# Start of Material provided
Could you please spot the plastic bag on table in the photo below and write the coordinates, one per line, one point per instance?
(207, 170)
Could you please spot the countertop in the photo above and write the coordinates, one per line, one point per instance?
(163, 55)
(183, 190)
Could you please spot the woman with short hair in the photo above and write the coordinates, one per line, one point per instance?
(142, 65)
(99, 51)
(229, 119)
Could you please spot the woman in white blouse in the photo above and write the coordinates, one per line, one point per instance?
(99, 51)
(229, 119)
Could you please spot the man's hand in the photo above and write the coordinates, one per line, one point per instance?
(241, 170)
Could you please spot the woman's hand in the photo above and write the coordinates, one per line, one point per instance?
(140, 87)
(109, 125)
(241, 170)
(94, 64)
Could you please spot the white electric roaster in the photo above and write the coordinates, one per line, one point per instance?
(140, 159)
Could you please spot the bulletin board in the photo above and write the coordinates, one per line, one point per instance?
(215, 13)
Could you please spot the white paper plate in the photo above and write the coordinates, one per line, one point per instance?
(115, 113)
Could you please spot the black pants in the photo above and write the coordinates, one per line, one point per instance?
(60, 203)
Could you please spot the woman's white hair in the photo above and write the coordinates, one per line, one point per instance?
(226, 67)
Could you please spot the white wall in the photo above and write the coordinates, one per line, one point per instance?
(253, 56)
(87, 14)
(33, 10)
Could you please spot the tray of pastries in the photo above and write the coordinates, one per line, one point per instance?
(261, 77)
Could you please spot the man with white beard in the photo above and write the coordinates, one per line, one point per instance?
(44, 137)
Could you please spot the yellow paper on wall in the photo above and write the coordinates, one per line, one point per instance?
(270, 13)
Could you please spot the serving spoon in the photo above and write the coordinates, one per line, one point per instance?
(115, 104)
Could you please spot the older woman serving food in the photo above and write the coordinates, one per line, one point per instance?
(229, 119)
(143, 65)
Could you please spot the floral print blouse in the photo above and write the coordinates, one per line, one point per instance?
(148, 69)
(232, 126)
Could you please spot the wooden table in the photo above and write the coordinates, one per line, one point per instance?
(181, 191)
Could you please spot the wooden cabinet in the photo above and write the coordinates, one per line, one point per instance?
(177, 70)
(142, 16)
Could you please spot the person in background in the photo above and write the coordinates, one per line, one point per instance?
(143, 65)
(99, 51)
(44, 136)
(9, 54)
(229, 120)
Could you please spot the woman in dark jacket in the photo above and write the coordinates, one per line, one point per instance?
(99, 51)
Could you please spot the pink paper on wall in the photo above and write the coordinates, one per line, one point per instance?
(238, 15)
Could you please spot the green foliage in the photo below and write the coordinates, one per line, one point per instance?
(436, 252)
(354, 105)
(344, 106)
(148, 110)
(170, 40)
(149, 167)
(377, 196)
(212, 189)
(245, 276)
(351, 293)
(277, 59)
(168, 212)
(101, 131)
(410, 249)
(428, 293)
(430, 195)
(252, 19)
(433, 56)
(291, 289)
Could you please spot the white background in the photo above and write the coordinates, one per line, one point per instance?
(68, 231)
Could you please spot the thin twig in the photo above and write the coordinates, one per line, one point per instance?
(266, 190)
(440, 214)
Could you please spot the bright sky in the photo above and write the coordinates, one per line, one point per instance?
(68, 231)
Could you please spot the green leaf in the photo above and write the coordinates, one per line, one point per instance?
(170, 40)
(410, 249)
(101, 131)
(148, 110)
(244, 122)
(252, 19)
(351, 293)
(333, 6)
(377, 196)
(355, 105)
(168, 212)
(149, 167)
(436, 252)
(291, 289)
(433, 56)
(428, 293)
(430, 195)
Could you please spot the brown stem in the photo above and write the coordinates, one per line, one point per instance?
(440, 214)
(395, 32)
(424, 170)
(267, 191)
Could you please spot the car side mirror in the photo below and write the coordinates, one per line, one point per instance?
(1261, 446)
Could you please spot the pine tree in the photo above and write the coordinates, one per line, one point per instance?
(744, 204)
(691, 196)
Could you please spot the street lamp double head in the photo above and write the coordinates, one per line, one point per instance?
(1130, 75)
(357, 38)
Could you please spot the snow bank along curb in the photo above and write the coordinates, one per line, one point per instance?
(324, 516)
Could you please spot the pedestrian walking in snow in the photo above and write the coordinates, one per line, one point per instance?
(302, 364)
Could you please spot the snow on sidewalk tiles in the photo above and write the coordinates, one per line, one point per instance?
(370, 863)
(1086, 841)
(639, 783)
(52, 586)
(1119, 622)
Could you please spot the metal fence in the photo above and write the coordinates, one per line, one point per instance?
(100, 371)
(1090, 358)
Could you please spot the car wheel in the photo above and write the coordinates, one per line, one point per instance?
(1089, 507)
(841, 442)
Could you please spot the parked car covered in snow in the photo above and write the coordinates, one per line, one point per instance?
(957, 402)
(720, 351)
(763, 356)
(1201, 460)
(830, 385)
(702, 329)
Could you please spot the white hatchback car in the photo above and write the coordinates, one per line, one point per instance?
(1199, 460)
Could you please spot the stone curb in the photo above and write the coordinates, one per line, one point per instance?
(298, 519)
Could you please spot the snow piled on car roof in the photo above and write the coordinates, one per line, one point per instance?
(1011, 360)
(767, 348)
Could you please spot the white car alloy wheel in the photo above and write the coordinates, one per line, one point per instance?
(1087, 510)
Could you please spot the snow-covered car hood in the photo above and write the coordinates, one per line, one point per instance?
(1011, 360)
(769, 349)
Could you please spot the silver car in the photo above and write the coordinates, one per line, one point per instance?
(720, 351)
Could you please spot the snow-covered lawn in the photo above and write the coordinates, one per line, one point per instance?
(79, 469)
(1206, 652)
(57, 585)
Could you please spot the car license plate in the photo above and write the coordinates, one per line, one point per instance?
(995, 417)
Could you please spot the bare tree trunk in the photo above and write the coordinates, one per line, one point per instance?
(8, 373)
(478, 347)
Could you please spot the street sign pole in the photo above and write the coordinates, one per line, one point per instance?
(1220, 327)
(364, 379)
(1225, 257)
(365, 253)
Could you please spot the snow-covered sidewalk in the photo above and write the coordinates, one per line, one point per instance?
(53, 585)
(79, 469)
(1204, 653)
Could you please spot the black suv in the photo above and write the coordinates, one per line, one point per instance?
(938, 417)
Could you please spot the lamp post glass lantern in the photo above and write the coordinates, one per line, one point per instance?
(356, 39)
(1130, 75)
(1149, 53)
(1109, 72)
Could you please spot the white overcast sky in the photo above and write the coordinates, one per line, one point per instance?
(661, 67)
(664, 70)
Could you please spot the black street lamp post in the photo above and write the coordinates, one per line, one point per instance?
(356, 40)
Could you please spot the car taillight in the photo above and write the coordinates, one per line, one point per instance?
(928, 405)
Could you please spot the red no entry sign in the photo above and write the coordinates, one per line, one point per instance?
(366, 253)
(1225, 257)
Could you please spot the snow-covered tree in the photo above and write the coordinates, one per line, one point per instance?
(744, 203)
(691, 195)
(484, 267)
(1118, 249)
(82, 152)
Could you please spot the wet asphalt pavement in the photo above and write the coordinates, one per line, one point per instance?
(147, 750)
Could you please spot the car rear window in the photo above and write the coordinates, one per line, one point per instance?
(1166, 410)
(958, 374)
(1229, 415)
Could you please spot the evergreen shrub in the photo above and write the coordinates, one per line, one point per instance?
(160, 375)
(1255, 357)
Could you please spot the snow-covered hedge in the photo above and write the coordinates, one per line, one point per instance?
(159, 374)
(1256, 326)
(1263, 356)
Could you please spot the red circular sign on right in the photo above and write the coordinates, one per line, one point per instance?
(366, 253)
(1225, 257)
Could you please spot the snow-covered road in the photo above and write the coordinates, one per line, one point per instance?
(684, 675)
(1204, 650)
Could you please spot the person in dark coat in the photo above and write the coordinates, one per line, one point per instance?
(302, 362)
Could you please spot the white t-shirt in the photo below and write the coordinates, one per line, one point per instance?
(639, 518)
# End of Material provided
§ **Stated problem**: Lay out the records as a JSON list of strings, one string for each line and no blank lines. Begin at the line that contains "Could you please spot the car rear" and stop after the last line of the records.

§ **Expected answer**:
[
  "Could you please spot the car rear window in the photo above and write the coordinates, one per line, one point per instance?",
  "(1166, 410)",
  "(958, 374)",
  "(1229, 415)",
  "Could you please spot the evergreen shrub in the photo above and write the coordinates, one per line, one point per instance?",
  "(160, 375)",
  "(1255, 357)",
  "Could you please spot the snow-covered hedge in the photo above and write the coordinates, one per line, one point per instance?",
  "(159, 374)",
  "(1256, 326)",
  "(1263, 356)",
  "Could you please spot the red circular sign on right in the photo above and write the coordinates, one per line, one point per instance?",
  "(366, 253)",
  "(1225, 257)",
  "Could you please spot the snow-covered road in the photo above and write the coordinates, one per line, one point per instance?",
  "(684, 675)",
  "(1204, 650)",
  "Could you please spot the person in dark coat in the photo above and write the coordinates, one per line, one point per instance?",
  "(302, 362)",
  "Could you please spot the white t-shirt in the photo below and write the coordinates, one per line, one point per instance?",
  "(639, 518)"
]